### WHAT YOU NEED TO DO
Count the lines in the data below that contain the string "countertop", and reply with only that number.
───── ENTRIES
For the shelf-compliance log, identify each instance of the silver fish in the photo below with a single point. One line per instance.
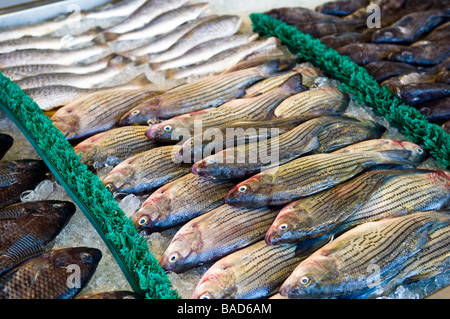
(221, 26)
(220, 232)
(66, 57)
(205, 50)
(163, 23)
(223, 60)
(146, 13)
(165, 41)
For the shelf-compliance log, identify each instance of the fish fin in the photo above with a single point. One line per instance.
(110, 36)
(25, 247)
(294, 84)
(140, 81)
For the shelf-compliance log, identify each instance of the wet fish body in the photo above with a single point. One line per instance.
(45, 276)
(66, 57)
(364, 53)
(165, 41)
(98, 112)
(180, 201)
(256, 108)
(146, 171)
(146, 13)
(318, 172)
(6, 142)
(410, 27)
(118, 144)
(243, 161)
(28, 226)
(17, 177)
(369, 197)
(165, 22)
(393, 242)
(223, 60)
(205, 50)
(254, 272)
(220, 232)
(218, 27)
(202, 94)
(313, 100)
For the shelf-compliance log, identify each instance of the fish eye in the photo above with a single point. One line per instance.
(173, 258)
(143, 220)
(86, 257)
(304, 280)
(242, 188)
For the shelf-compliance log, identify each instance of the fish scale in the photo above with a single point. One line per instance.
(146, 171)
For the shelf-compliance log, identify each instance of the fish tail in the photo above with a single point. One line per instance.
(294, 84)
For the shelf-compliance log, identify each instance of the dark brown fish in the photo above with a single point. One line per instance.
(27, 227)
(383, 70)
(417, 93)
(6, 141)
(294, 15)
(120, 294)
(409, 28)
(436, 111)
(56, 274)
(422, 53)
(342, 7)
(364, 53)
(338, 40)
(17, 177)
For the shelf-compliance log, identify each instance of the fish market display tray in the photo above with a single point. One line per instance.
(134, 253)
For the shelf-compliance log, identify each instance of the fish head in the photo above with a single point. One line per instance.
(168, 131)
(218, 282)
(181, 252)
(418, 153)
(253, 192)
(156, 206)
(290, 226)
(67, 121)
(120, 177)
(142, 113)
(86, 259)
(312, 277)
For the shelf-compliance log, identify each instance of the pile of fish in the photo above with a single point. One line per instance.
(259, 169)
(403, 44)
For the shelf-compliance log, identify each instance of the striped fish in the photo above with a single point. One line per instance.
(247, 159)
(313, 100)
(309, 76)
(220, 232)
(218, 27)
(254, 272)
(248, 109)
(371, 196)
(308, 175)
(208, 92)
(118, 144)
(97, 112)
(146, 171)
(180, 201)
(364, 257)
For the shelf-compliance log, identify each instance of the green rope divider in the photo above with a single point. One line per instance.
(355, 80)
(117, 230)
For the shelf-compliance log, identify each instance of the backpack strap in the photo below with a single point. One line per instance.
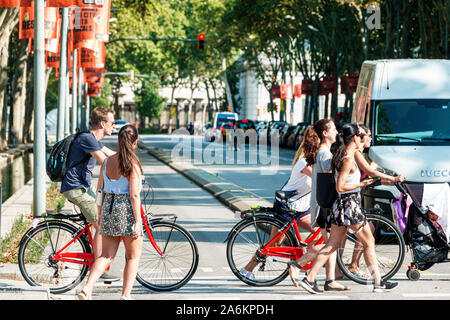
(87, 157)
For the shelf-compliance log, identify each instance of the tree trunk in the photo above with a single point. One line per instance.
(8, 20)
(20, 92)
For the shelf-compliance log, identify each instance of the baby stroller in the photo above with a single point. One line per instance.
(423, 234)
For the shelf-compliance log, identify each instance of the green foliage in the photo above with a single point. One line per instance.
(104, 99)
(148, 101)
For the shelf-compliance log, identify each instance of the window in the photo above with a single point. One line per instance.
(412, 122)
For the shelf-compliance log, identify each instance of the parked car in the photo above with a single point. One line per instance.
(247, 126)
(296, 137)
(212, 134)
(285, 132)
(273, 127)
(118, 125)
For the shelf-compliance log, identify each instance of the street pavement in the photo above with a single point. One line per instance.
(209, 220)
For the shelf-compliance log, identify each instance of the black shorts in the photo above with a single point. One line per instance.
(322, 219)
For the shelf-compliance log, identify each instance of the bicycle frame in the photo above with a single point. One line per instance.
(88, 258)
(290, 252)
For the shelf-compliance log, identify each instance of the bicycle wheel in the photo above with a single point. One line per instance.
(37, 248)
(389, 250)
(178, 263)
(243, 245)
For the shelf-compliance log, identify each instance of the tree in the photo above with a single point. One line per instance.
(148, 101)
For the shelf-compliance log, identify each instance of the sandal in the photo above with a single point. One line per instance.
(327, 287)
(359, 273)
(293, 265)
(84, 295)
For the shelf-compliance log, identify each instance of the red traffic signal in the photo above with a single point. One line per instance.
(200, 41)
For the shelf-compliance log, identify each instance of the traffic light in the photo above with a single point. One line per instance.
(200, 41)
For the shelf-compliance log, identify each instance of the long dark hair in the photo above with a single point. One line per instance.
(313, 138)
(343, 139)
(127, 153)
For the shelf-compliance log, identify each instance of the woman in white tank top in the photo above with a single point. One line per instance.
(347, 212)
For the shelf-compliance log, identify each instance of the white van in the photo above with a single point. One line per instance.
(406, 103)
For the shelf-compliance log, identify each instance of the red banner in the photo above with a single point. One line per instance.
(88, 44)
(26, 22)
(14, 3)
(284, 90)
(307, 87)
(52, 60)
(94, 58)
(92, 23)
(94, 92)
(74, 3)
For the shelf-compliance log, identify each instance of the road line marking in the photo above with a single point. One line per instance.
(426, 295)
(320, 297)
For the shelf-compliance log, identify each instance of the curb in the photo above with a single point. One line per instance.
(233, 196)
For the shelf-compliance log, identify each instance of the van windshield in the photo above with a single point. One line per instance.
(412, 122)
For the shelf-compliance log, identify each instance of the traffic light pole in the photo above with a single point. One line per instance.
(39, 189)
(63, 75)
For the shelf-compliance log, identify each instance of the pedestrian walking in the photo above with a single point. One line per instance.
(317, 144)
(346, 211)
(367, 169)
(120, 183)
(85, 151)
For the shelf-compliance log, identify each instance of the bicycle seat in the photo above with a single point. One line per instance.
(284, 195)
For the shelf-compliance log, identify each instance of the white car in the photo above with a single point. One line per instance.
(118, 125)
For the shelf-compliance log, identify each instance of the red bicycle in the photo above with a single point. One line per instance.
(250, 244)
(266, 240)
(57, 253)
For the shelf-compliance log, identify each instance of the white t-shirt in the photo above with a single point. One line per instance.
(323, 163)
(298, 180)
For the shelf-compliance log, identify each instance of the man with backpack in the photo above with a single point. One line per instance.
(85, 150)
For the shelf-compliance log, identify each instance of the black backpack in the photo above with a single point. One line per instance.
(57, 160)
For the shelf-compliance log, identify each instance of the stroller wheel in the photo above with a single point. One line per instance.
(413, 274)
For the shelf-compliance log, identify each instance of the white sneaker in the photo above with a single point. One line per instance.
(385, 286)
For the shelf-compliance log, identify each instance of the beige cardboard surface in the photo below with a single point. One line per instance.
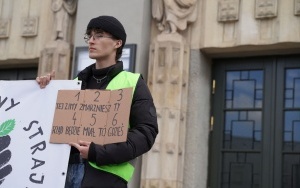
(99, 116)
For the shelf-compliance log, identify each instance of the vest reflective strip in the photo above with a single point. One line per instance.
(124, 170)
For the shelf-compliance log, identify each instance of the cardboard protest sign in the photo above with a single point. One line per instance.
(99, 116)
(27, 159)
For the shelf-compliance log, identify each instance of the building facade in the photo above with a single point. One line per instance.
(224, 75)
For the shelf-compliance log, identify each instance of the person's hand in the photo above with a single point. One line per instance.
(83, 147)
(43, 81)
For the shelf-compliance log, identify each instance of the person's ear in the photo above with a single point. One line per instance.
(119, 43)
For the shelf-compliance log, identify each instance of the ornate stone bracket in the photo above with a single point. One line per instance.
(265, 9)
(30, 26)
(228, 10)
(297, 7)
(4, 28)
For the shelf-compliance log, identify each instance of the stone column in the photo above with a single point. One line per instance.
(57, 53)
(168, 82)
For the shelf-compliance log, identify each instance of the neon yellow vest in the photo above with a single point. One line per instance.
(123, 80)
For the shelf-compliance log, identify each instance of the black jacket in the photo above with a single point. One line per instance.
(141, 135)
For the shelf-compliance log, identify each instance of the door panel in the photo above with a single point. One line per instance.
(255, 141)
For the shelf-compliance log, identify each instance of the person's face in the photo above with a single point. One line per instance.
(102, 45)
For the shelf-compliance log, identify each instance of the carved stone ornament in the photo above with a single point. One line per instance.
(265, 9)
(4, 28)
(30, 26)
(297, 7)
(228, 10)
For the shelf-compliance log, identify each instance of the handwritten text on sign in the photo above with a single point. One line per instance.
(99, 116)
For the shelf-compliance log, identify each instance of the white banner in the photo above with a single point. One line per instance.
(27, 159)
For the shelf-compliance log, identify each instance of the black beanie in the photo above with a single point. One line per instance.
(110, 25)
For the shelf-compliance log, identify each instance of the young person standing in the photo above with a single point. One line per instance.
(111, 165)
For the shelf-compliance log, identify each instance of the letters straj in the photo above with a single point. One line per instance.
(100, 116)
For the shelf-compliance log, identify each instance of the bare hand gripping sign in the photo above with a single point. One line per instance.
(99, 116)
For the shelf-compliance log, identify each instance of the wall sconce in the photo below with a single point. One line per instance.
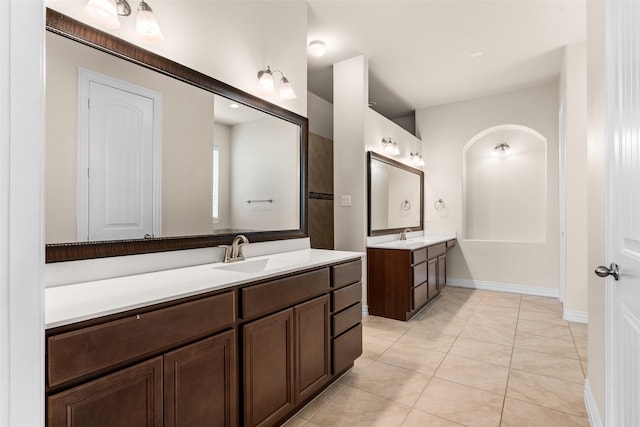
(416, 159)
(502, 147)
(105, 14)
(266, 85)
(390, 146)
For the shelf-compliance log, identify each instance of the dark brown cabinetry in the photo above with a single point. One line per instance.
(206, 370)
(251, 355)
(178, 388)
(286, 359)
(346, 309)
(268, 368)
(401, 282)
(131, 397)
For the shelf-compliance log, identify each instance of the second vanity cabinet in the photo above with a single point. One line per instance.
(400, 282)
(248, 355)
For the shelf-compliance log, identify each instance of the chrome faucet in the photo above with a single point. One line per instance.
(403, 235)
(234, 252)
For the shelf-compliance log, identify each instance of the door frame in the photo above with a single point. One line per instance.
(85, 77)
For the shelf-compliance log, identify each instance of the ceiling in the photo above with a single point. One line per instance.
(420, 51)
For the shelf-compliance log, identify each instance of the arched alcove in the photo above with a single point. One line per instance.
(505, 190)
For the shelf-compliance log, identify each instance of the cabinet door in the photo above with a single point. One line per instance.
(268, 368)
(432, 278)
(442, 271)
(312, 352)
(200, 383)
(131, 397)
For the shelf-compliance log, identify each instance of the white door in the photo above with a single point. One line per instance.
(118, 198)
(622, 74)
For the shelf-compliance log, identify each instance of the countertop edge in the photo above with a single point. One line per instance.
(54, 319)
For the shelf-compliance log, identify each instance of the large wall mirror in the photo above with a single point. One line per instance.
(396, 200)
(146, 155)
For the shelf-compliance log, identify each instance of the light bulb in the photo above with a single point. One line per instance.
(103, 13)
(147, 27)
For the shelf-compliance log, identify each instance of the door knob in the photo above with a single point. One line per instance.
(603, 271)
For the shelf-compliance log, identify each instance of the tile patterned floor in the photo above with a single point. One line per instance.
(471, 358)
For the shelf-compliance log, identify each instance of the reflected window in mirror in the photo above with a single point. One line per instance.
(257, 187)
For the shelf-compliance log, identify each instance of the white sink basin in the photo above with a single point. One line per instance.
(255, 266)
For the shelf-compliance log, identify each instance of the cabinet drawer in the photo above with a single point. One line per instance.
(75, 354)
(346, 319)
(344, 274)
(282, 293)
(419, 256)
(419, 274)
(343, 298)
(436, 250)
(420, 296)
(347, 348)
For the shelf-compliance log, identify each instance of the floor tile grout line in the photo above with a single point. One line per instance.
(551, 409)
(513, 346)
(549, 377)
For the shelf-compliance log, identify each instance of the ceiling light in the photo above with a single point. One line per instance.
(502, 147)
(390, 146)
(317, 48)
(266, 84)
(416, 159)
(105, 13)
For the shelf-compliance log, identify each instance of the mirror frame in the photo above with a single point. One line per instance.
(372, 155)
(70, 28)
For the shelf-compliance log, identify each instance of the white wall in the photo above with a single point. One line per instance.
(595, 159)
(187, 116)
(265, 159)
(505, 192)
(228, 40)
(573, 89)
(320, 113)
(21, 213)
(222, 139)
(350, 98)
(445, 130)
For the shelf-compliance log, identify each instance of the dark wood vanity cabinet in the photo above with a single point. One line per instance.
(250, 356)
(131, 397)
(286, 359)
(180, 385)
(401, 282)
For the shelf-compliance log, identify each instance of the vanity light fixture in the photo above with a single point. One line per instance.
(502, 147)
(105, 13)
(390, 146)
(416, 159)
(317, 48)
(266, 85)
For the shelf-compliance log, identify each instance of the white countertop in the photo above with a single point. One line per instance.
(415, 242)
(82, 301)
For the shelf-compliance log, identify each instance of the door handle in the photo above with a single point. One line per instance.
(612, 270)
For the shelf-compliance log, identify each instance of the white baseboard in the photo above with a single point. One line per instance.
(592, 407)
(503, 287)
(575, 316)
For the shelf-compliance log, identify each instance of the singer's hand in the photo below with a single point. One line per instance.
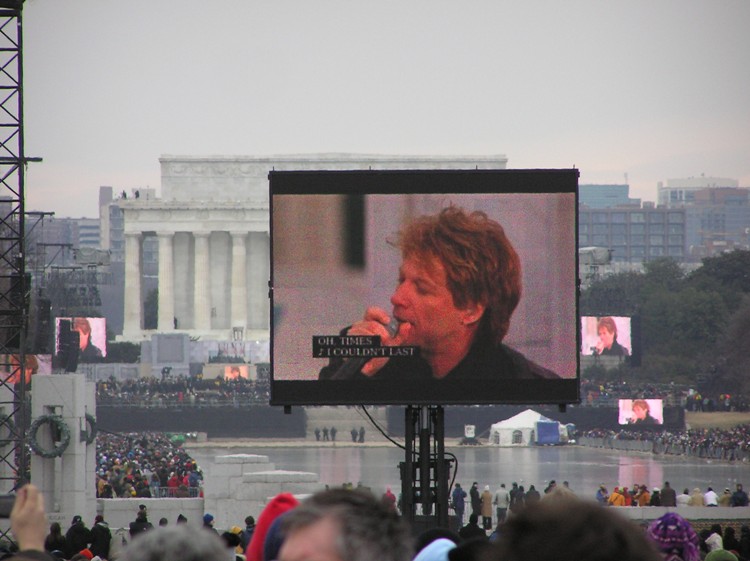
──────────
### COMPLETE OUTPUT
2